*Task set*.
**A.** The Petitboot post names some everyday operations that all need root. List them.
**B.** According to the Petitboot post, why does Petitboot take the root password from NVRAM instead of storing it in the image?
**C.** Pick up the Petitboot post right after its last sentence and keep writing.

*Given text*.
· · · ·

Store Halfword Byte-Reverse Indexed

A Power Technical Blog

What Do You Mean "No"?

Quite often when building small Linux images having separate user accounts isn't always at the top of the list of things to include. Petitboot is no different; the most common operations like mounting disks, configuring interfaces, and calling kexec all require root and Petitboot generally only exists long enough to boot into the next thing, so why not run it all as root?

The picture is less clear when we start to think about what is possible to do in Petitboot by default. If someone comes across an open Petitboot console they're only a few keystrokes away from wiping disks, changing files, or even flashing firmware. Depending on how your system is used that may or may not be something you care about, but over time there have been a few requests to "add a password screen to Petitboot" to at least make it so that the system isn't open season for whoever sees it.

Enter Password:

The most direct way to avoid this would be to slap a password prompt onto Petitboot before any changes can be made. There are two immediate drawbacks to this:

  • The Petitboot UI still runs as root, and
  • Exiting to the shell gives the user root permissions as well.

There is already a mechanism to prevent the user exiting to the shell, but this puts all of our eggs in the basket of petitboot-nc being a secure program. If a user can accidentally or otherwise find a way to exit or crash the UI then they're immediately in a root shell, and while petitboot-nc is a good UI it was never designed to be a hardened program protecting the system.

You Have No Power Here

The idea instead as of Petitboot v1.10.0 is not to care if the user drops to the shell; because now it's completely unprivileged.

Normal shell

The only process now that runs as root is pb-discover itself; the console, UI, and helper scripts run as a new 'petituser'. For the server and clients to still communicate the "petitiboot.ui" socket permissions are modified to allow processes that are part of the 'petitgroup' to connect. However now if pb-discover notices that a client in the petitgroup is connecting (or more accurately the client isn't running as root) by default it ignores any commands from it that would configure or boot the system.

A new command, PB_PROTOCOL_ACTION_AUTHENTICATE, lets a client send a password to the server to then be allowed to send all the usual commands like updating the config or booting a specific option. This keeps all the authentication on the server side, avoiding writing any "secure" ncurses code. In the UI the biggest difference is that when trying to change something the user will hit a password field:

Denied

Then the password is sent to the server, checked, and if correct the action goes ahead.

Whose Passwords?

But where does this password come from? Technically it's just the root password. The server computes a hash of the supplied password and compares it against the system's root password. Similarly in the shell the user can run sudo with the root password to enter a full shell if needed:

Oops

Petitboot of course runs in memory, and writing a root password into the image itself would mean recompiling to change the password, so instead Petitboot pulls the root password from NVRAM. On startup Petitboot reads the petitboot,password parameter which is the hash of the root password and updates /etc/shadow with it. This happens before any clients are up or can connect to the server.

· · · ·

*Stored data*.
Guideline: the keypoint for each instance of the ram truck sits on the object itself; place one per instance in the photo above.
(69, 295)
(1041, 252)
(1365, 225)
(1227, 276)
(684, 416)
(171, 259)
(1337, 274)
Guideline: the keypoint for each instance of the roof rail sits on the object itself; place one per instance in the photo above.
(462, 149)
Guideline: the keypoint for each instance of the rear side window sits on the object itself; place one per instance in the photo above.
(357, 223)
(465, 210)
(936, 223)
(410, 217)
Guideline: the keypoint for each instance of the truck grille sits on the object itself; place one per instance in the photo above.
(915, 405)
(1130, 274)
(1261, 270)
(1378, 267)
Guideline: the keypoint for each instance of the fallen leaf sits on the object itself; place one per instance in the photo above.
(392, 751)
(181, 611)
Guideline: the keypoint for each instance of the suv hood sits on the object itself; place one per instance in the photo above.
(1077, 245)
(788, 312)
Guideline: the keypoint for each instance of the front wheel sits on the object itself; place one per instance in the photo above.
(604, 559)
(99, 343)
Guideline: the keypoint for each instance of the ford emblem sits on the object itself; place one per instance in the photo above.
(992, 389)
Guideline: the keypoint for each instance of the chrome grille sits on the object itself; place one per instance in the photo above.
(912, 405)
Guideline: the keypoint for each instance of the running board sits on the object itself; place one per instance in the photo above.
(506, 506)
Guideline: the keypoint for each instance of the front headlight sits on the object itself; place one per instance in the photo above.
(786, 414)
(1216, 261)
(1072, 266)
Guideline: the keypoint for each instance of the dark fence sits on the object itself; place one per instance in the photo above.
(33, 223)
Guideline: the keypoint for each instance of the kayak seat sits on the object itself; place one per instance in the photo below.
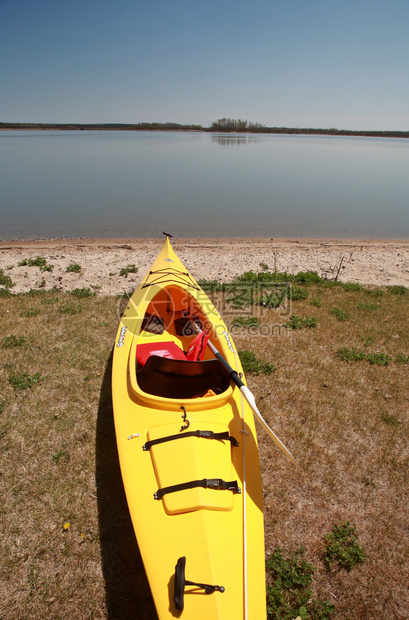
(170, 378)
(153, 324)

· · · ·

*Answers to the exercise*.
**A.**
- Mounting disks
- Configuring interfaces
- Calling kexec

**B.** Petitboot runs in memory, so writing a root password into the image would mean recompiling it every time the password changed. Reading the hash from NVRAM at startup avoids that.

**C.**
Don't Panic

By default no password is set. After all we don't want people upgrading and then being somehow locked out of their system. For ease of use, and for testing-purposes, if no password is configured and the user drops to the shell it is automatically upgraded to a root shell:

Elevated

To set a password there is a new subscreen in System Configuration:

New Password

This sends an authentication command to the server, and assuming the client is authenticated with the current password as well pb-discover updates the shadow file, and writes the hash back to NVRAM.


User support exists in Petitboot v1.10.0 onwards. You will also need some support in your build system to set up the users, see how op-build did it for an example.

There are a few items on the TODO list still which would be good to have. For example storing the password hash in an attached TPM if available, as well as splitting out more of what runs as root; for example the bootloader parsers in pb-discover preferably wouldn't run with root privileges, but they are all part of the one binary.

As always, comments, suggestions, and patches welcome on the list!

IPMI: Initiating Better Overrides

On platforms that support it Petitboot can interact with the inband IPMI interface to pull information from the BMC. One particularly useful example of this is the "Get System Boot Options" command which we use to implement boot "overrides". By setting parameter 5 of the command a user can remotely force Petitboot to boot from only one class of device or disable autoboot completely. This is great for automation or debug purposes, but since it can only specify device types like "disk" or "network" it can't be used to boot from specific devices.

Introducing..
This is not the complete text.